Study

Impacts of bark and foliage harvest on Khaya senegalensis (Meliaceae) reproductive performance in Benin

  • Published source details Gaoue O.G. & Ticktin T. (2008) Impacts of bark and foliage harvest on Khaya senegalensis (Meliaceae) reproductive performance in Benin. Journal of Applied Ecology, 45, 34-40.

Summary

In the Saharan region, African mahogany Khaya senegalensis (Meliaceae) bark is an important local medicine for malaria and the foliage is cut by herders for livestock fodder. In order to assist conservation plans by determining sustainable non-timber forest product (NTFP) harvesting levels, this study assessed the impacts of combined bark and foliage harvests (at reduced and high harvest intensities) on K.senegalensis reproductive performance in Benin, West Africa.

Data was collected from 12 K.senegalensis populations spread across the Sudanian and (wetter) Sudano-Guinean ecological regions of Benin. Six had a history of high harvest intensity (>50% of trees pruned and >10% of trees debarked), six were subject to low/no harvest (<5% of trees pruned and <10% debarked). Harvesting categories were selected based on the intensities observed; no populations with intermediate harvest intensities were found, and only one non-harvested population was located (in the Sudano-Guinean region).

• _Record set_
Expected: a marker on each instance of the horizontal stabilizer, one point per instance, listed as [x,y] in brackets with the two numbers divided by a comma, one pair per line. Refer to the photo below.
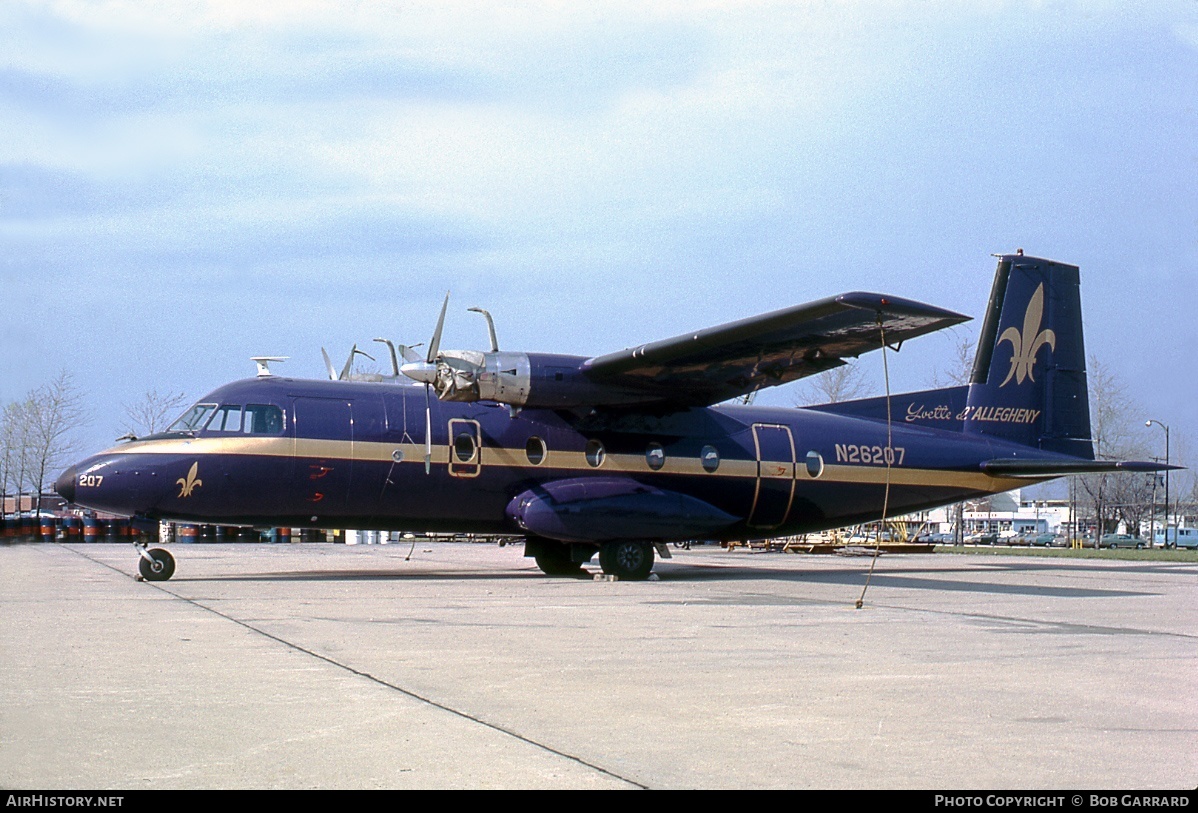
[1058,467]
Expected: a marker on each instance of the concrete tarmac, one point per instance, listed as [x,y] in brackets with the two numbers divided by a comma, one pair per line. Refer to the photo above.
[328,666]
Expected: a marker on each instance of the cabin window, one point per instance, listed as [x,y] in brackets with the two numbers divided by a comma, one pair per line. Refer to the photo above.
[815,463]
[536,450]
[262,419]
[193,419]
[596,454]
[227,419]
[655,456]
[464,447]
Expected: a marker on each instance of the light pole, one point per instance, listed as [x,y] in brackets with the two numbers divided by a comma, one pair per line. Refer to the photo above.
[1149,423]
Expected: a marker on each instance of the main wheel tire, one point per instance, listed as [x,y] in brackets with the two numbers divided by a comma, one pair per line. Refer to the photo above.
[161,569]
[627,560]
[555,560]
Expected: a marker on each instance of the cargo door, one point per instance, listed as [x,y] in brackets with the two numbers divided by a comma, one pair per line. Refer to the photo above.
[775,475]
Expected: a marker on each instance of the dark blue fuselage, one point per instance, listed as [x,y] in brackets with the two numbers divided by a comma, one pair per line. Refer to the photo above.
[354,455]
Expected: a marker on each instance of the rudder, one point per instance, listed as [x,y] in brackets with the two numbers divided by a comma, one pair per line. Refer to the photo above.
[1028,382]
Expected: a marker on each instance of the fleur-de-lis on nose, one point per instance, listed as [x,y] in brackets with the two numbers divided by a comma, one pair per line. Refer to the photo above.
[1026,345]
[188,484]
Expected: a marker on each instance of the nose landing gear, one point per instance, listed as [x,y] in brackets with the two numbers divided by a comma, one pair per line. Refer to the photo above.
[156,564]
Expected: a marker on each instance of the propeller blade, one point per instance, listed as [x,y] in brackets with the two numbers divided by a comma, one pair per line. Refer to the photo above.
[490,327]
[435,345]
[428,430]
[349,363]
[328,364]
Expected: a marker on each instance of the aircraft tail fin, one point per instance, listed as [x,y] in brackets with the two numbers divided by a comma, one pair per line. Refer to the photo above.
[1028,383]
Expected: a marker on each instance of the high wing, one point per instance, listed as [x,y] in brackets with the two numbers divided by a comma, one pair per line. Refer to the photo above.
[712,365]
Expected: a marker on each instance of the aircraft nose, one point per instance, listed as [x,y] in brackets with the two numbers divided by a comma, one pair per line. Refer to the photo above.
[65,484]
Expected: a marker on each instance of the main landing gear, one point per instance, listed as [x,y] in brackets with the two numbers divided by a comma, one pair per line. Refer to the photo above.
[156,564]
[628,560]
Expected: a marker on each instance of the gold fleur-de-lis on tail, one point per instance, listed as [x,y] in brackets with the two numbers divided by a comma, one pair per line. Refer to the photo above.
[1026,345]
[188,484]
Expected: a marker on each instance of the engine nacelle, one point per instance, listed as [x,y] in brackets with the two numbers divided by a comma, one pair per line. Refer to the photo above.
[520,380]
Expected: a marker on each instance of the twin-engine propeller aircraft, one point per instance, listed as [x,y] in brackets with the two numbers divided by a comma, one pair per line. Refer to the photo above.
[619,454]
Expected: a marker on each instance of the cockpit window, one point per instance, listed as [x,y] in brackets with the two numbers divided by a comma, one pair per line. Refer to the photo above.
[227,419]
[193,419]
[264,419]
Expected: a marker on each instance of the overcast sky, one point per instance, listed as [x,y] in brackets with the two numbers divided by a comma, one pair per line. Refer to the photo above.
[183,186]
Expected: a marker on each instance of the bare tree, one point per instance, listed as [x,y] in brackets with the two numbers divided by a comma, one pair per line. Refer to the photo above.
[55,414]
[960,366]
[152,413]
[13,450]
[841,383]
[1117,434]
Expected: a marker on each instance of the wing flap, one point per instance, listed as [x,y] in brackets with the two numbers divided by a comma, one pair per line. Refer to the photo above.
[712,365]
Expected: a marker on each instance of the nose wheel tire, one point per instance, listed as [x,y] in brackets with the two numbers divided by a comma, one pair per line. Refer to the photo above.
[627,560]
[158,568]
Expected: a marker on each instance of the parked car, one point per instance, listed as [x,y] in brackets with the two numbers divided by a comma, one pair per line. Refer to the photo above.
[1123,540]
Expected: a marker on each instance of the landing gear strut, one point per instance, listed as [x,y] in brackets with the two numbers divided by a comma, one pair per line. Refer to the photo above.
[558,558]
[627,560]
[156,564]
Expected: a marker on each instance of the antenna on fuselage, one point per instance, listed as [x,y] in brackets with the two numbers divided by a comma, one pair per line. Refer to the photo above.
[262,363]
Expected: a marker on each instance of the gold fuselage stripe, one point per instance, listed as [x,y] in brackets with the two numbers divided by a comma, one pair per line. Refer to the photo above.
[567,461]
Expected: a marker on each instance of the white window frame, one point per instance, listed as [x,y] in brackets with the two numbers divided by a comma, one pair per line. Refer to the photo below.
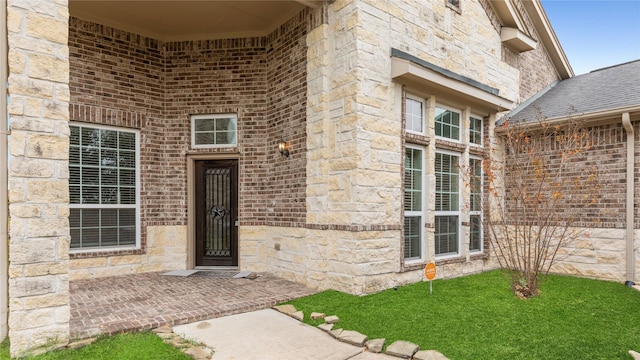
[461,130]
[481,130]
[476,212]
[457,213]
[422,115]
[195,118]
[421,212]
[136,206]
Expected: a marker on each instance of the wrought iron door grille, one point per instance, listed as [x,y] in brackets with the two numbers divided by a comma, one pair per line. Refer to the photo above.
[217,229]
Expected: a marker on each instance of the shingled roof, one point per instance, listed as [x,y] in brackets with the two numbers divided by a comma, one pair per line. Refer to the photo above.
[615,87]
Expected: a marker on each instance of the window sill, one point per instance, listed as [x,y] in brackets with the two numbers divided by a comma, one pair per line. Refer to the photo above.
[94,253]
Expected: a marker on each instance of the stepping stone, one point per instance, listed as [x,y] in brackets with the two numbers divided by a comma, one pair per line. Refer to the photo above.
[164,329]
[326,327]
[403,349]
[286,309]
[352,337]
[331,319]
[335,333]
[429,355]
[298,315]
[316,316]
[375,345]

• _Problems to solve_
• 1. In the Khaya senegalensis harvest study summary, what thresholds defined a population with a history of high harvest intensity?
• 2. Resume the summary of the Khaya senegalensis harvest study after its last sentence.

• _Results for the exercise_
• 1. More than 50% of trees pruned and more than 10% of trees debarked.

• 2.
In each population, two 0.5-ha plots were established within which K.senegalensis trees with diameter at breast height (dbh) greater than 5 cm were sampled: dbh, height, trunk height, bark thickness, percentage of trunk debarked, number of branches, number of branches pruned and year since last pruning were recorded.

Estimates of i) fruit productivity (3-18 fruiting trees/population sampled, n = 94 trees; and average of 83% fruiting trees sampled/population); ii) seed productivity (for trees that had more than 10 fruits, 10 fruits were selected and the number of seeds/fruit counted); and iii) seed weight (average of 100 seeds), were made.

Fruit production: In the study years, trees produced more fruit and began fruiting at a smaller size in the Sudanian region than in the Sudano-Guinean region regardless of harvest intensity. High intensity pruning decreased fruit production significantly in the Sudanian region (c.210 fruit/tree low intensity; c.55/tree high intensity) but no such trend was apparent in the Sudano-Guinean region (c.45/tree low intensity; c.70/tree high intensity). Pruning also had a greater impact on fruit production in larger trees.

Seed production: In the Sudano-Guinean region, high harvest populations had more seed per individual fruit (50/fruit) than low harvest (43/fruit) populations. In the Sudanian region, seed produced per fruit appeared unaffected by harvest intensity (44/fruit low; 45/fruit high intensity).

Seed weight: There was a trend for the average weight of 100 seeds to be heavier in high harvest populations (Sudanian low - 14 g; high - 18 g; Sudano-Guinean low - 17 g; high - 20 g).

There were no significant effects of debarking or combined debarking and pruning on reproductive performance.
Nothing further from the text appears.